### The input

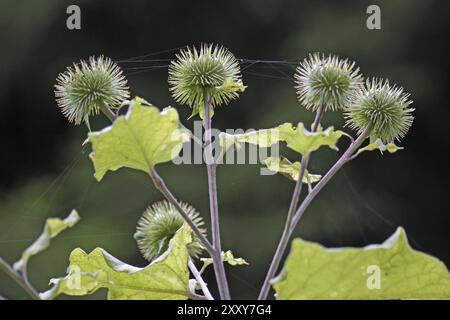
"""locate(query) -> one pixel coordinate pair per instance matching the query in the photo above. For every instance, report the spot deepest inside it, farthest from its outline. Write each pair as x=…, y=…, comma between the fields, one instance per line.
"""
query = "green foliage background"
x=46, y=172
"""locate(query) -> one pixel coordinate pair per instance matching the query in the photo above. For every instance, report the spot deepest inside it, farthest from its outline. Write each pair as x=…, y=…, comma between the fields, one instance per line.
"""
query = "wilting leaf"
x=226, y=257
x=52, y=228
x=140, y=139
x=290, y=170
x=392, y=270
x=298, y=139
x=303, y=141
x=379, y=145
x=165, y=278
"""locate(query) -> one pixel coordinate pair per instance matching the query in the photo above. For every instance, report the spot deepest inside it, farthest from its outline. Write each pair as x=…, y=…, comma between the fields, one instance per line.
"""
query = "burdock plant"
x=89, y=87
x=170, y=234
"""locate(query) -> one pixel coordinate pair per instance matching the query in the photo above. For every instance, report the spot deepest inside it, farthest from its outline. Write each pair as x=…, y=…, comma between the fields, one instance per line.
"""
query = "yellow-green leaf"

######

### Task requirements
Please repeat the data verbatim and leave the pictures out of your copy.

### Expected answer
"""locate(query) -> one pixel coordinate pair per instance matching the query in the photo above. For every instance, report the spot deepest inside it, farthest from its outline. Write each pair as x=…, y=…, comma between the fields, one instance per line.
"""
query = "green foliage background"
x=46, y=172
"""locate(query) -> one pixel coordinate pair per instance matching the query in the photo above. For every instance, report the spot deepest inside it, farthest from its outline. Write each pair as x=…, y=…, comma between the fields, one instance per line.
"""
query = "wilting leaf"
x=226, y=257
x=52, y=228
x=140, y=139
x=290, y=170
x=392, y=270
x=298, y=139
x=303, y=141
x=379, y=145
x=165, y=278
"""locate(query) -> one pixel coordinate pair per instance matching the query in the photo above. For every instance, report the spot deepest inside it, farthest from its outline. Write each pair as x=…, y=…, comma between the fields, one instance per line.
"""
query = "burdock plant"
x=89, y=87
x=170, y=234
"""locate(query) -> one pixel coordinate pair per instance matching the query in the photo above. For every instance, report the spot deepest inside it, farthest from its outline. Write each pair as x=…, y=…, comma between the fields, one instance per line.
"""
query = "yellow-green leaf"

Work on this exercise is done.